Start of INFORMATION SUPPLIED

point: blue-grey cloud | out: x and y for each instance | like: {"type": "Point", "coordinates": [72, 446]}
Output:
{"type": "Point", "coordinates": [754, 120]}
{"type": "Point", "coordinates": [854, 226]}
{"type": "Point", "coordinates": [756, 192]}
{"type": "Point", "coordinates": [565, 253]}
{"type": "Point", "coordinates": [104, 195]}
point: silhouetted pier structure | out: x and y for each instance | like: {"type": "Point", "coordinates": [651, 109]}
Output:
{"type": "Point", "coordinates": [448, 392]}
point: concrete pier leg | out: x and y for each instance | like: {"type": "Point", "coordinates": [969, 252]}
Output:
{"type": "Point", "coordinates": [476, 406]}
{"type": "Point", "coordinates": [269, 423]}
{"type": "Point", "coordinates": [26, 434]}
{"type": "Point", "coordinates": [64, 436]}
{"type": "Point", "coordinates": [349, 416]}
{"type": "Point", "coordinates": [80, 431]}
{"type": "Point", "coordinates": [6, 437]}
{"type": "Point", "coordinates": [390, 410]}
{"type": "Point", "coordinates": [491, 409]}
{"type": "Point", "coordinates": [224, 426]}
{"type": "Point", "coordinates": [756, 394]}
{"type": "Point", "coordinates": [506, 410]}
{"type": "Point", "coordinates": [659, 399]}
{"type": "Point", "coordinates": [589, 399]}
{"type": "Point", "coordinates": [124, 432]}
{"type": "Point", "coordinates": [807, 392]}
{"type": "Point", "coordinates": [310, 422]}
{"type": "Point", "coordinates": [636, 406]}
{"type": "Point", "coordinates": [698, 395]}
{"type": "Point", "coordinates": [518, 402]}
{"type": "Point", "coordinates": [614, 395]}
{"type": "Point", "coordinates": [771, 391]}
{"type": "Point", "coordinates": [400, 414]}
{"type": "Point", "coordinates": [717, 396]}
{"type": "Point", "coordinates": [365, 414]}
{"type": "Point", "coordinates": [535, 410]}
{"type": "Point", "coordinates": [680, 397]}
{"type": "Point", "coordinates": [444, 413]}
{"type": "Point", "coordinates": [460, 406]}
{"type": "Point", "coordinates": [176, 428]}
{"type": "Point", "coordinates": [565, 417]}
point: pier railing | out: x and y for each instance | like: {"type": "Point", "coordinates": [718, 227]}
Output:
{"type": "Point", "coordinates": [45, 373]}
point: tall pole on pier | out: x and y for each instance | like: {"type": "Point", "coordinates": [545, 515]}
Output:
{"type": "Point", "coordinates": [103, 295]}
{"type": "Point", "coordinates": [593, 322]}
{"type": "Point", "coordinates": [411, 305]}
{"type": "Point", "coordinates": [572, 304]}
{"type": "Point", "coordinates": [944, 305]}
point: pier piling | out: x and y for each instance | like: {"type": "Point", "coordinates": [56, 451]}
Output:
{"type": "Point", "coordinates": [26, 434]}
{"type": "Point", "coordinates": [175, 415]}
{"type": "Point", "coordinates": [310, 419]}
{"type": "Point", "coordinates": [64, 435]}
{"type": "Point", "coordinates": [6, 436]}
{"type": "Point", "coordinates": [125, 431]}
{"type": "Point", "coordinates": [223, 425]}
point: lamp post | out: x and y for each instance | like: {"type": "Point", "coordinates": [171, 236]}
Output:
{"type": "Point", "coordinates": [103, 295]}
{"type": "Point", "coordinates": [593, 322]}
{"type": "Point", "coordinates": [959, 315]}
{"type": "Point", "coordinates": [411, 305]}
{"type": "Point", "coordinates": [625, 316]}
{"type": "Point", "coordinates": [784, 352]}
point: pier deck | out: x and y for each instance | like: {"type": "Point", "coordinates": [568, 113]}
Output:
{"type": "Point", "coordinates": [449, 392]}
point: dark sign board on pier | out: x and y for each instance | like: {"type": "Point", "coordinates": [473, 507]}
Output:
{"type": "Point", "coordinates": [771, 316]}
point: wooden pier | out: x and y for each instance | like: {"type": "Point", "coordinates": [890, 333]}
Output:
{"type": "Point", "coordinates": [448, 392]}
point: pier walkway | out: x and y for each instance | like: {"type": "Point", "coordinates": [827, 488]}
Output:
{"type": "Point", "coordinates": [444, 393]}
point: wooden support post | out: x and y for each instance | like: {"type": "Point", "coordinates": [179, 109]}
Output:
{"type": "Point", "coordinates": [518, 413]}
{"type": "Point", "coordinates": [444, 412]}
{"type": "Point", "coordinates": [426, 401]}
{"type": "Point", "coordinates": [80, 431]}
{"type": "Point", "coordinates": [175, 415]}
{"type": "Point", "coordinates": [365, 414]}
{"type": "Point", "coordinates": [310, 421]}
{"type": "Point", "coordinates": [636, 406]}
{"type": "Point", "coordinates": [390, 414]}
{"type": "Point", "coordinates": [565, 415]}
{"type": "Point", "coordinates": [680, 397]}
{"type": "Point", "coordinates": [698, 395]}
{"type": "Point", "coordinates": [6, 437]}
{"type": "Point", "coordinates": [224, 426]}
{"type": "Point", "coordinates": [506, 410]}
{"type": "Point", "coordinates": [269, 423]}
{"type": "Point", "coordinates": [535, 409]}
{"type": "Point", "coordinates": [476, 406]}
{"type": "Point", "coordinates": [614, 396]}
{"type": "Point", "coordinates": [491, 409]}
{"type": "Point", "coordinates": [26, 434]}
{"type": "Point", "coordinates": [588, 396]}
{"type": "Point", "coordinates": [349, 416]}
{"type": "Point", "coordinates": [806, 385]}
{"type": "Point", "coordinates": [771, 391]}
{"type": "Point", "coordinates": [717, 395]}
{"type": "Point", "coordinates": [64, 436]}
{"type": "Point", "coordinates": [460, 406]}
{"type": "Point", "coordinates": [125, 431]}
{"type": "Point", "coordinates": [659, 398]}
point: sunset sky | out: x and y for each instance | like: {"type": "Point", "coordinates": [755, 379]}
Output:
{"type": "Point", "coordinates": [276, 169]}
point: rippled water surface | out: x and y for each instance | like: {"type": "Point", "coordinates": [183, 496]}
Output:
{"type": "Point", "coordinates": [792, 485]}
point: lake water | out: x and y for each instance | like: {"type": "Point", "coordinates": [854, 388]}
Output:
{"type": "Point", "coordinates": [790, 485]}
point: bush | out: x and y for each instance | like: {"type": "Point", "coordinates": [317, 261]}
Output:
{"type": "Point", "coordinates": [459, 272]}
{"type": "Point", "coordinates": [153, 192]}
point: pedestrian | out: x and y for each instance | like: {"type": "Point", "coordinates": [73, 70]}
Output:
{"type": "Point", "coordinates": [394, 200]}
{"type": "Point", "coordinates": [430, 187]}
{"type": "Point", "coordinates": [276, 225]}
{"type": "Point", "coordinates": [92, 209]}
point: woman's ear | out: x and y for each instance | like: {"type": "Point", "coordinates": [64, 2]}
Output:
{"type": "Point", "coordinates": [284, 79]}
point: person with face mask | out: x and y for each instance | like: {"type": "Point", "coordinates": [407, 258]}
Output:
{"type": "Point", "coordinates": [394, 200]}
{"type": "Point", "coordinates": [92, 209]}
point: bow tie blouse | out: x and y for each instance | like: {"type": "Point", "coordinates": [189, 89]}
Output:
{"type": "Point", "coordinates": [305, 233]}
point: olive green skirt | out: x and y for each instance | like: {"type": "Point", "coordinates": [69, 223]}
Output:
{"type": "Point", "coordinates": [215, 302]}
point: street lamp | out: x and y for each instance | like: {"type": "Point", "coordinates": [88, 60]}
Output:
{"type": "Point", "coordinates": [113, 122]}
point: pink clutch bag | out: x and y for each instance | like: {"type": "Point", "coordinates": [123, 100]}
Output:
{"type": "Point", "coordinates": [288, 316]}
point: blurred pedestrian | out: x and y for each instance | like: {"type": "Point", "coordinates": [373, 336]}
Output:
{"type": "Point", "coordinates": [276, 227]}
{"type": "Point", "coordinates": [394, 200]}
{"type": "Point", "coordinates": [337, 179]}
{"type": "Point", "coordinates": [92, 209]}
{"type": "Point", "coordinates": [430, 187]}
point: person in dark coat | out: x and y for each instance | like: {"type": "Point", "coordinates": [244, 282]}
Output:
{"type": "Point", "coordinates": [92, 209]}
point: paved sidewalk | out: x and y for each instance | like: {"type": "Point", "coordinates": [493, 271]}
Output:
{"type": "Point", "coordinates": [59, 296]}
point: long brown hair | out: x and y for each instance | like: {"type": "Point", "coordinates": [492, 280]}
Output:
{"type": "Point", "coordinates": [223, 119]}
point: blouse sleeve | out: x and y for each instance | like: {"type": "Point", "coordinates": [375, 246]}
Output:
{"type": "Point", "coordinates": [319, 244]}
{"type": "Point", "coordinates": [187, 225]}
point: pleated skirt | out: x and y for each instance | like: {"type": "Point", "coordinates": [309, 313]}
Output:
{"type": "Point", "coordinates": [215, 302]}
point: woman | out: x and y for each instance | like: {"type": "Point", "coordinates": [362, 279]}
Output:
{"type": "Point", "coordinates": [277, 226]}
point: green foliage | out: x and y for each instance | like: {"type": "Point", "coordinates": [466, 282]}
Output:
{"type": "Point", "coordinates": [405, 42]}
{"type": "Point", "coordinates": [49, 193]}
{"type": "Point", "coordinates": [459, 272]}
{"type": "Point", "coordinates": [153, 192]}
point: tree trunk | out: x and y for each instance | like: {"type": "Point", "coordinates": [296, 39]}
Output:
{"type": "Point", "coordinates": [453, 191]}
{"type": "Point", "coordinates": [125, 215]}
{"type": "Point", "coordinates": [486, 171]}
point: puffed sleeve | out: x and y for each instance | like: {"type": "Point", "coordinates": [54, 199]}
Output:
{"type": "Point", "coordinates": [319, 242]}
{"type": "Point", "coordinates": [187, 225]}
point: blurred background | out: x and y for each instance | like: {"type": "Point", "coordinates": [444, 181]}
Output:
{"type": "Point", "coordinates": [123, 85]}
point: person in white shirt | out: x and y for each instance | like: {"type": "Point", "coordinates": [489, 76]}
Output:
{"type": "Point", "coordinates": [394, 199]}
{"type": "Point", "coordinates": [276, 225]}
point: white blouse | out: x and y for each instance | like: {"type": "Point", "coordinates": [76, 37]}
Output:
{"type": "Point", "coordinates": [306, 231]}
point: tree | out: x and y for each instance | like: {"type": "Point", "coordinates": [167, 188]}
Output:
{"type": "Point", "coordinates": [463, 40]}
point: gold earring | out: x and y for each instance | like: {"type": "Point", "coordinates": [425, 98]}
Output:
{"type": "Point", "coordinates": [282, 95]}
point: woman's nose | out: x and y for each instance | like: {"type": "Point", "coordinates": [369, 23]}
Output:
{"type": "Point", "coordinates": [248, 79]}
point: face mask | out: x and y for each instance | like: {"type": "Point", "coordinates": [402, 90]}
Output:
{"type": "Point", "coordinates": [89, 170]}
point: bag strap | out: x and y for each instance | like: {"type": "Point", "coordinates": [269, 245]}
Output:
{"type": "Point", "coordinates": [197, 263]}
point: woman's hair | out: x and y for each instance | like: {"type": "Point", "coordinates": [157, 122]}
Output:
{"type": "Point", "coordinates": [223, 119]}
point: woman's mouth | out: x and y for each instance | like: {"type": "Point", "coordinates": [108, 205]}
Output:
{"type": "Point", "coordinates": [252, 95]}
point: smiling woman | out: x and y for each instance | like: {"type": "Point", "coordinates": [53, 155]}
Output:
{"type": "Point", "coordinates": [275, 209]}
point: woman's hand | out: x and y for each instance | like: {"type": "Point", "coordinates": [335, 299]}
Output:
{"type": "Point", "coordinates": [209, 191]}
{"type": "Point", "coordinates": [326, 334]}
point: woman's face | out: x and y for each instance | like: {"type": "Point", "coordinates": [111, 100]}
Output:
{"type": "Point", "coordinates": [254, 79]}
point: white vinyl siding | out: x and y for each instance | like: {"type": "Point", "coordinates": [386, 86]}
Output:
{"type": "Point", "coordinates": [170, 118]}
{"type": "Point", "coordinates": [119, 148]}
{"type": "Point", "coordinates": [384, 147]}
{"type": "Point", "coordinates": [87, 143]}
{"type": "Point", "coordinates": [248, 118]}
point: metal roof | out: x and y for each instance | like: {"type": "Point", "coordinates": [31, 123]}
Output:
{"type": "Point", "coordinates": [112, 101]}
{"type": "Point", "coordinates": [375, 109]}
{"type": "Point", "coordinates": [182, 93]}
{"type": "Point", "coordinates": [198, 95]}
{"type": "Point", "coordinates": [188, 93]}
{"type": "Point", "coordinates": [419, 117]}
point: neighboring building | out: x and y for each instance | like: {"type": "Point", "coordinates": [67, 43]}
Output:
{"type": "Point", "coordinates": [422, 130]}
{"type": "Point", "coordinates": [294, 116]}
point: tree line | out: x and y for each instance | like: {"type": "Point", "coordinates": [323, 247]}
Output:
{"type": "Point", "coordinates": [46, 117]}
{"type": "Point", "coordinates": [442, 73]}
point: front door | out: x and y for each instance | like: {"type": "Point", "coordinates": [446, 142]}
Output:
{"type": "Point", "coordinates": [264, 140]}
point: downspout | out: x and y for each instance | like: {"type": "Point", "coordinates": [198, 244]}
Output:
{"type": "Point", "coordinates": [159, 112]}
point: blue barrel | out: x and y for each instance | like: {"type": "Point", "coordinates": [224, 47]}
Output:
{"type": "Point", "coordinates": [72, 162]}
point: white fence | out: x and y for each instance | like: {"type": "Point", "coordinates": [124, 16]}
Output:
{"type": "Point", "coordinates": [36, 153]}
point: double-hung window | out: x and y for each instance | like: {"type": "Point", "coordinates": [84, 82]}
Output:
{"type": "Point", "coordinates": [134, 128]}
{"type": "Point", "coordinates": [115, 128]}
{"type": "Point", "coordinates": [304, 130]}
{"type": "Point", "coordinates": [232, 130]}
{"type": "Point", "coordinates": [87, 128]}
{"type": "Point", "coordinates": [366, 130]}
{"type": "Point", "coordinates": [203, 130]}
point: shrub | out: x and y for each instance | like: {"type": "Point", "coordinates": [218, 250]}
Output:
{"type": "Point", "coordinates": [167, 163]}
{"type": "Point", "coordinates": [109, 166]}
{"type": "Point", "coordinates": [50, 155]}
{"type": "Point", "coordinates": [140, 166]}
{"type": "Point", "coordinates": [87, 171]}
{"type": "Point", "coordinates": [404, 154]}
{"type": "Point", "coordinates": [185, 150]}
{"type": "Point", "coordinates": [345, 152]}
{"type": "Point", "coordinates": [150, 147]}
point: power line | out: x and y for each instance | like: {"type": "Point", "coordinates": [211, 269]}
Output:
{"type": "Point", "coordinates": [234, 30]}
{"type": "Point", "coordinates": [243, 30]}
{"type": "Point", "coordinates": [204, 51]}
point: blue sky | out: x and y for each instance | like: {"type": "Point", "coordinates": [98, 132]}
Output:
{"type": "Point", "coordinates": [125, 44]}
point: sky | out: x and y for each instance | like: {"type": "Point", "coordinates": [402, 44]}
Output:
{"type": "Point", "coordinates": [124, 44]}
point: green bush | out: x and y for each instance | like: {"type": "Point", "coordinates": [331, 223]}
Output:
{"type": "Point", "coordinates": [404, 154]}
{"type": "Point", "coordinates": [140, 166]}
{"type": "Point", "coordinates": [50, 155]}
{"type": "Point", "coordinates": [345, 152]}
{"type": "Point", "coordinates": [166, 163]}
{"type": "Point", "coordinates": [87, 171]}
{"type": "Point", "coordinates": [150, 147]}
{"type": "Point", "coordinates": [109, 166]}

End of INFORMATION SUPPLIED

■ **BRIEF**: Lines above that contain the string "white" make up the answer.

■ **ANSWER**:
point: person in white shirt | out: x and y for each instance | like: {"type": "Point", "coordinates": [489, 76]}
point: white blouse | out: x and y for each instance | like: {"type": "Point", "coordinates": [76, 37]}
point: white vinyl siding | out: x and y for each instance | like: {"type": "Point", "coordinates": [386, 86]}
point: white fence | out: x and y for each instance | like: {"type": "Point", "coordinates": [124, 16]}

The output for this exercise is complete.